Exercise prompt: Quote every entry word for word.
Start of Records provided
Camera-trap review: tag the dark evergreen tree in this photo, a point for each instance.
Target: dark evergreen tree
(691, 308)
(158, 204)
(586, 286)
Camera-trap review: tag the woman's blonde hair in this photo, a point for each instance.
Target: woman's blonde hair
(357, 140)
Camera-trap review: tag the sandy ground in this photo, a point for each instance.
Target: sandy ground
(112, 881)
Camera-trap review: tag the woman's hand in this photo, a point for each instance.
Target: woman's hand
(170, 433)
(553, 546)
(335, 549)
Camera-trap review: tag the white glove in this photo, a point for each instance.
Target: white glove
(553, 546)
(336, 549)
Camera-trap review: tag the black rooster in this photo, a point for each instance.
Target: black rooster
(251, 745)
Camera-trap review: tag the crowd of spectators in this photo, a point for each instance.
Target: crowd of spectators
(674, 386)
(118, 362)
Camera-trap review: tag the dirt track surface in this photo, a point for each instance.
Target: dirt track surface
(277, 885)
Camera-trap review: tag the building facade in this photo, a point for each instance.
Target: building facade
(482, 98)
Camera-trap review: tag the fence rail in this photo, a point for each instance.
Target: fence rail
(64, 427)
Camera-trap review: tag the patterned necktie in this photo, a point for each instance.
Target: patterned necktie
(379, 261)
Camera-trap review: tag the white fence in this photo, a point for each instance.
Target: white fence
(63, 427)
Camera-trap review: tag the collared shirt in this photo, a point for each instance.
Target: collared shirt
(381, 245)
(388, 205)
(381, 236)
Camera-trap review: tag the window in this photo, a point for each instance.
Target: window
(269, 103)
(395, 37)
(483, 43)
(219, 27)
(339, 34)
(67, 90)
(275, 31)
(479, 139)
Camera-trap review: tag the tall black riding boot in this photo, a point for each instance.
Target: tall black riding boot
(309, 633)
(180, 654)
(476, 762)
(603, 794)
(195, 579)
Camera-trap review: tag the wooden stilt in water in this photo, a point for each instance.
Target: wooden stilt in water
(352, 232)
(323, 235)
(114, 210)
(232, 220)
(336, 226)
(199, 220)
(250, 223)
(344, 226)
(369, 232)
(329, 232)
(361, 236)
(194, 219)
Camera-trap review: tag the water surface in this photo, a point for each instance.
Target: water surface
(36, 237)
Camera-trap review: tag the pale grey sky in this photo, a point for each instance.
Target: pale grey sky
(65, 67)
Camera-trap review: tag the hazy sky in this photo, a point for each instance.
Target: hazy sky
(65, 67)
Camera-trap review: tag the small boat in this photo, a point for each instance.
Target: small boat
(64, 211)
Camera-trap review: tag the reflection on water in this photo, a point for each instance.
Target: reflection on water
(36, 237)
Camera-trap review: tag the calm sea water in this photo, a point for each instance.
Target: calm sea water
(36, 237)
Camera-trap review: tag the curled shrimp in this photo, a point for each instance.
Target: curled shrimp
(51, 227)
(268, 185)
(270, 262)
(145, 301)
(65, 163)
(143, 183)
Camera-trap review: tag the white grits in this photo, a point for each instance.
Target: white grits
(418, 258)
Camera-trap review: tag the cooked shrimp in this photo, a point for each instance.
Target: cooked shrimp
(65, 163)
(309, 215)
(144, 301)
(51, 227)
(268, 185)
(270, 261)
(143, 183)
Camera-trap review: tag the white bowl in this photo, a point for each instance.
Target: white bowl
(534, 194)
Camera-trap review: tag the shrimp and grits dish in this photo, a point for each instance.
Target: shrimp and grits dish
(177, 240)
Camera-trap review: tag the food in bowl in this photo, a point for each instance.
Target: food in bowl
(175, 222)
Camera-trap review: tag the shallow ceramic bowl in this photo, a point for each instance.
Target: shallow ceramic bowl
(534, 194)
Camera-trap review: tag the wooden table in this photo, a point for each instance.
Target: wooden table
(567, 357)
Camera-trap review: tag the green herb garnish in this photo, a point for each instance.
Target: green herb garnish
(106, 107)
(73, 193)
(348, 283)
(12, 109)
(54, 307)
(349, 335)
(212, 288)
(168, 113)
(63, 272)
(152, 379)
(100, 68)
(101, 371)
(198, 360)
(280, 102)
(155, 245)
End of Records provided
Written response:
Camera-trap review: tag the dark evergreen tree in this photo, a point for each instance.
Target: dark evergreen tree
(691, 308)
(158, 204)
(586, 286)
Camera-trap review: tag the woman's blonde hair in this photo, a point for each instance.
Target: woman's blonde hair
(357, 140)
Camera-trap review: tag the sandy ground in this photo, a point for each instance.
Target: sandy ground
(112, 881)
Camera-trap review: tag the woman's hand in this photo, a point for each instance.
Target: woman's hand
(170, 433)
(553, 546)
(335, 549)
Camera-trap review: tag the white glove in this photo, a point for each instance.
Target: white glove
(553, 546)
(336, 549)
Camera-trap review: tag the black rooster in this photo, a point for each instance.
Target: black rooster
(251, 745)
Camera-trap review: tag the crowd of spectators in this photo, a point for each instance.
Target: crowd of spectators
(674, 386)
(118, 362)
Camera-trap review: tag the dirt track surface in this photo, a point for each instance.
Target: dirt track surface
(277, 885)
Camera-trap review: tag the building facade in this photo, a point for each instance.
Target: building facade
(482, 98)
Camera-trap review: tag the fence rail in this photo, a point for each instance.
Target: fence rail
(64, 427)
Camera-trap review: tag the patterned necktie in this photo, a point for each instance.
Target: patterned necktie
(379, 261)
Camera-trap review: tag the white fence in this photo, a point for each instance.
Target: white fence
(63, 427)
Camera-trap review: tag the collared shirt in this photo, a point for each instance.
Target: collared shirt
(381, 245)
(388, 205)
(381, 236)
Camera-trap review: tag the window in this photo, a point for each instance.
Target: window
(269, 103)
(395, 37)
(483, 43)
(219, 27)
(339, 34)
(67, 90)
(275, 31)
(479, 139)
Camera-trap review: tag the tall black riding boot in this photo, a point for each instance.
Target: tall black riding boot
(309, 633)
(180, 654)
(476, 762)
(603, 794)
(195, 579)
Camera-trap review: tag the wooden stilt in water in this photo, a point for each instance.
Target: wooden stilt in water
(352, 232)
(323, 235)
(114, 210)
(232, 220)
(336, 226)
(199, 220)
(250, 223)
(344, 226)
(369, 232)
(329, 232)
(361, 236)
(194, 219)
Camera-trap review: tag the water surface in this photo, a point for each instance.
Target: water surface
(36, 237)
Camera-trap review: tag the pale grey sky in this photo, a point for each instance.
Target: pale grey sky
(65, 67)
Camera-trap review: tag the hazy sky in this photo, a point for each instance.
Target: hazy sky
(65, 67)
Camera-trap review: tag the small boat in this photo, a point for each instance.
Target: small boat
(64, 211)
Camera-trap review: tag the reflection on water in this photo, a point for each instance.
Target: reflection on water
(36, 237)
Camera-trap review: tag the calm sea water in this photo, a point for each instance.
Target: calm sea water
(36, 237)
Camera-trap review: tag the curled shrimp in this photo, a point for each instance.
Target: curled shrimp
(51, 227)
(268, 185)
(270, 262)
(145, 301)
(65, 163)
(143, 183)
Camera-trap review: tag the white grits in this photo, a point for each instance.
Target: white grits
(418, 258)
Camera-trap review: tag the cooked shrimp in this photo, a point for each instance.
Target: cooked shrimp
(65, 163)
(309, 215)
(144, 301)
(51, 227)
(268, 185)
(270, 261)
(143, 183)
Camera-trap review: tag the white bowl in this photo, a point for each instance.
Target: white bowl
(534, 194)
Camera-trap review: tag the shrimp and grits dish in this photo, a point for each instance.
Target: shrimp and grits dish
(177, 240)
Camera-trap review: tag the food in bowl in this photo, a point for each instance.
Target: food in bowl
(175, 222)
Camera-trap review: tag the shallow ceramic bowl in this photo, a point for each instance.
Target: shallow ceramic bowl
(534, 194)
Camera-trap review: tag the wooden table in this photo, a point for each instance.
Target: wooden table
(567, 357)
Camera-trap review: tag the green herb garnish in this photo, a point for each instance.
Target: green herb garnish
(106, 107)
(73, 193)
(348, 283)
(12, 109)
(54, 307)
(349, 335)
(212, 288)
(168, 113)
(63, 272)
(152, 379)
(100, 68)
(101, 371)
(198, 360)
(280, 102)
(155, 245)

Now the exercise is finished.